* What you are asked to do
Copy every line of the records below, requests included but pictures left out, and multiply each coordinate in the answers by 1.85, rounding to whole numbers with halves going up. Numbers in the requests and their format samples stay unchanged.

* Outline labeling records
◇ ◇ ◇ ◇ ◇

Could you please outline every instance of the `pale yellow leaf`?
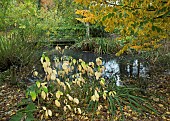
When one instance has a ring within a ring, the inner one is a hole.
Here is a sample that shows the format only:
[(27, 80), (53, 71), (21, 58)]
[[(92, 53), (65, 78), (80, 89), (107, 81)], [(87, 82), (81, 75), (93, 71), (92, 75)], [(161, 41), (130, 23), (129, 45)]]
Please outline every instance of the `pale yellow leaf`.
[(52, 111), (51, 110), (48, 110), (48, 115), (52, 116)]
[(81, 109), (80, 109), (80, 108), (77, 108), (77, 110), (78, 110), (78, 114), (81, 114)]
[(60, 102), (58, 101), (58, 100), (55, 100), (55, 105), (57, 106), (57, 107), (60, 107), (61, 105), (60, 105)]
[(79, 100), (77, 98), (74, 98), (73, 102), (75, 102), (76, 104), (79, 104)]
[(45, 100), (46, 98), (46, 93), (44, 91), (41, 91), (41, 97)]
[(63, 93), (61, 91), (57, 91), (56, 92), (56, 98), (60, 99), (60, 96), (63, 95)]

◇ ◇ ◇ ◇ ◇

* Complete response
Could you please outline every instance of the `pale yellow leaf`?
When one instance has a ring within a ring, the inner one is a hole.
Here is a sample that shows the format only:
[(27, 80), (53, 71), (21, 58)]
[[(92, 53), (65, 78), (80, 89), (107, 81)], [(87, 82), (81, 75), (93, 71), (92, 75)], [(161, 41), (130, 23), (129, 45)]]
Please outline every instance of the `pale yellow leaf`.
[(96, 205), (94, 204), (89, 204), (89, 213), (96, 215)]
[(150, 202), (148, 202), (148, 200), (142, 200), (142, 204), (144, 204), (144, 211), (150, 211)]
[(111, 189), (107, 187), (107, 185), (102, 185), (102, 194), (105, 196), (105, 198), (111, 198), (113, 194), (111, 194)]
[(146, 185), (142, 181), (137, 181), (135, 189), (139, 189), (141, 192), (146, 192)]
[(83, 185), (85, 181), (85, 172), (81, 168), (76, 168), (76, 179)]
[(117, 172), (113, 168), (105, 168), (104, 170), (104, 181), (111, 183), (111, 178), (117, 176)]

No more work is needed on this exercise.